• **EXERCÍCIOS**
1/ Indique se cada afirmação a seguir está de acordo com o texto sobre a Lei de Cultivares, respondendo sim ou não e citando literalmente as palavras do texto que decidem a questão: (a) A Lei nº 9.456 foi regulamentada pelo Decreto nº 2.366. (b) A Lei de Proteção de Cultivares foi instituída em 1998. (c) A linhagem componente de híbridos também é objeto de proteção da lei.
2/ Escreva a continuação do texto sobre a Lei de Cultivares, começando logo após a última frase apresentada.

• **TEXTO DE LEITURA**
▼▼▼
Lei de Cultivares

30/6/2008
Wilson Silveira - CRUZEIRO/NEWMARC PROPRIEDADE INTELECTUAL

"A Lei nº 9.456, de 25 de abril de 1997, que instituiu a Lei de Proteção de Cultivares (clique aqui), foi regulamentada pelo Decreto nº 2.366, de 5/11/97 e seu objeto de proteção é

· o cultivar, definido como a variedade de qualquer gênero ou espécie vegetal superior que seja claramente distinguível de outras cultivares conhecidas por margem mínima de descritores, por sua denominação própria, que seja homogênea e estável quanto aos descritores através de gerações sucessivas e seja de espécie passível de uso pelo complexo agroflorestal, descrita em publicação especializada disponível e acessível ao público, bem como

 

· a linhagem componente de híbridos.
▲▲▲
• **LISTA DE DADOS**
▼▼▼
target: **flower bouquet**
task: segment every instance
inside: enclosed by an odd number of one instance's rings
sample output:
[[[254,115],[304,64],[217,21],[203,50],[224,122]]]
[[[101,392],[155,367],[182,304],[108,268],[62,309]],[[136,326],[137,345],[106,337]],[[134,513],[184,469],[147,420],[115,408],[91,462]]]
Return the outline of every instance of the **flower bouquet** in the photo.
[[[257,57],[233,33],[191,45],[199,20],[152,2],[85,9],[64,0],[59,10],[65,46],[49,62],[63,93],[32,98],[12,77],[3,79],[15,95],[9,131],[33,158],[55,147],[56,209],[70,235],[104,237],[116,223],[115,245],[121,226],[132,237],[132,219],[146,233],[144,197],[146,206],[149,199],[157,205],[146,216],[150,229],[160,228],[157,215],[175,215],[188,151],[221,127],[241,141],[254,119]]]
▲▲▲
• **RESPOSTAS**
1/
(a) Sim: "foi regulamentada pelo Decreto nº 2.366, de 5/11/97".
(b) Não: "A Lei nº 9.456, de 25 de abril de 1997, que instituiu a Lei de Proteção de Cultivares".
(c) Sim: "a linhagem componente de híbridos".

2/
na forma do art. 8º da Lei, a proteção do cultivar recairá sobre o material de reprodução ou de multiplicação vegetativa da planta inteira, e o artigo 10 estabelece algumas limitações ao direito de propriedade: 

Art. 10: não fere o direito de propriedade sobre a cultivar protegida aquele que:

I – Reserva e planta sementes para o uso próprio, em seu estabelecimento ou em estabelecimentos de terceiros cuja posse detenha;

II – Usa ou vende como alimento ou matéria-prima o produto obtido do seu plantio, exceto para fins reprodutivos;

III – utiliza a cultivar como fonte de variação no melhoramento genético ou na pesquisa científica;

IV – Sendo pequeno produtor rural, multiplica sementes, para doação ou troca, exclusivamente para outros pequenos produtores rurais, no âmbito de programas de financiamento ou de apoio a pequenos produtores rurais, conduzidos por órgãos públicos ou organizações não-governamentais, autorizados pelo poder público.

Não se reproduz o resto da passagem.